◆ WORK INSTRUCTION: Exclude the images and transcribe the entries below precisely.

Segment Start: TASK INPUTS

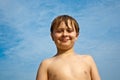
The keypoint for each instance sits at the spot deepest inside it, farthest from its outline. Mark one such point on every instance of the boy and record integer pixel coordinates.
(66, 64)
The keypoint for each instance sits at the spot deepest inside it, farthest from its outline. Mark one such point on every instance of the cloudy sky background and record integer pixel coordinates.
(25, 37)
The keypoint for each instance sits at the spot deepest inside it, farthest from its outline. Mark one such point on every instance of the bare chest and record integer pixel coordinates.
(69, 71)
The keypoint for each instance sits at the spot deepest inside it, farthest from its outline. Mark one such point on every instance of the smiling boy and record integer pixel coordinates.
(67, 64)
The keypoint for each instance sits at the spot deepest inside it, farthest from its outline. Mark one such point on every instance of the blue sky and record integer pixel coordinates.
(25, 37)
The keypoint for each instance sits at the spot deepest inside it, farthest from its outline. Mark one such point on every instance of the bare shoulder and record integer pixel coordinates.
(87, 58)
(45, 62)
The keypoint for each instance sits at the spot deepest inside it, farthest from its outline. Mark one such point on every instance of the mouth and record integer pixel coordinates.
(64, 39)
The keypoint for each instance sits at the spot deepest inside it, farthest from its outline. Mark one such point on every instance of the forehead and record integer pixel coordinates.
(66, 24)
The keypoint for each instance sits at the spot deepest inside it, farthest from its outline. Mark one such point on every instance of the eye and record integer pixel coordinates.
(70, 30)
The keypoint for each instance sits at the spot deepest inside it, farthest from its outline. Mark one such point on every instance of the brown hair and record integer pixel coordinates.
(56, 22)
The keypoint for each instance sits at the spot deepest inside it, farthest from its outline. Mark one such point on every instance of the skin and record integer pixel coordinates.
(66, 64)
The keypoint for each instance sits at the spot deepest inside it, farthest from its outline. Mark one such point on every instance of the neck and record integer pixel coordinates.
(65, 52)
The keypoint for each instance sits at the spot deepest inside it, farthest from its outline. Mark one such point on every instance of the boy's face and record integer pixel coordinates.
(64, 36)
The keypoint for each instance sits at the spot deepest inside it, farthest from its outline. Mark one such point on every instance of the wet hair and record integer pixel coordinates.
(64, 18)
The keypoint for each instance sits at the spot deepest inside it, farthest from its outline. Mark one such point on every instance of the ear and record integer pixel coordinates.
(52, 36)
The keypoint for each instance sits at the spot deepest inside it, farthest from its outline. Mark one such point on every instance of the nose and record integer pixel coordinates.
(65, 33)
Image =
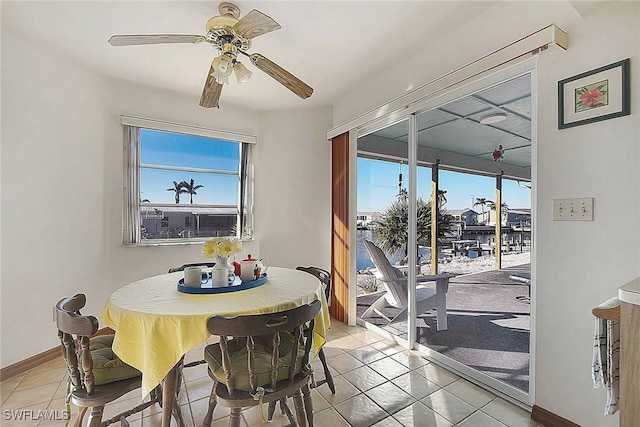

Segment End: TASK INPUTS

◆ RESULT FOR THIS TASK:
The keypoint for each instance sits at the spot deepest inside it, farthest from its outline. Mark one such point on every instance of the boy and record integer pixel coordinates.
(66, 64)
The keypoint for each instance sits at the spot deepest inside it, farthest from its outline. Mark one such point on every instance of the cloudy sky background and record integer pixel coordinates.
(25, 37)
The keypoint for each instance sits at the spot deepest inside it, farthest from its outline. Mark one such point on every instance of the bare chest and record integer pixel coordinates.
(69, 71)
The keypoint for each instance sits at the spot deepest inside it, farthest from its outline. Mark one such point on every instance of the smiling boy and record integer pixel coordinates.
(67, 64)
The keypoint for each instance sits at the spot deepest inside it, farthest from its outline. Mark one such point on every instance of the blue sky and record integer pixel coordinates.
(25, 37)
The keypoint for each instance sits at the spot deepest inside it, farthest from its outline. Mark one such point on every instance of the bare shoulder and record integer pixel coordinates.
(87, 58)
(45, 62)
The keypoint for each instance sits at the spot deepest inside it, farthest from its outline. Mark one such point on every instance of the mouth and record integer pixel coordinates.
(64, 39)
The keypoint for each instance sits at the spot deepest inside it, farthest from its outline. Mark one such point on every instance of the forehead and record integer pixel coordinates.
(66, 24)
The keypoint for each instance sits at the spot deepest inside it, farthest from its outline. Mark one such point on every instance of the eye and record integer pixel coordinates.
(70, 30)
The keypoint for each instance sits at the spot deepest inside it, farthest from its outline. Mark one such point on every instance of the brown hair and record integer pixel coordinates.
(56, 22)
The keypoint for each instance sits at the spot deepest inside it, farthest from its outline. Mark one such point on every instance of the skin and record integer pixel coordinates.
(66, 64)
The keypoint for each instance sits at the spot deepest inside it, farthest from its outline. Mark one such point on every instance of the neck and record integer pixel coordinates.
(65, 52)
The keypoint for each instance sits at the spot deepest inside it, farthest from its outline. Mark one such point on every instance of the boy's face and record integer pixel coordinates.
(64, 36)
The keypoint for each instance sits at the spot deepest inside it, farthest from its outline. Mark one such point on every instance of the wet hair and record integer pixel coordinates.
(64, 18)
The keypoint for each instance sits at the spot deepest inside it, farthest from its outline. Mark one such point on every instance of the ear and record integer pixel coordinates.
(52, 36)
The keypoint for each instance sits at the spot deepest inside it, farthest from its outline. Mark one such point on every instance of the nose and record integer pixel coordinates.
(65, 33)
Image =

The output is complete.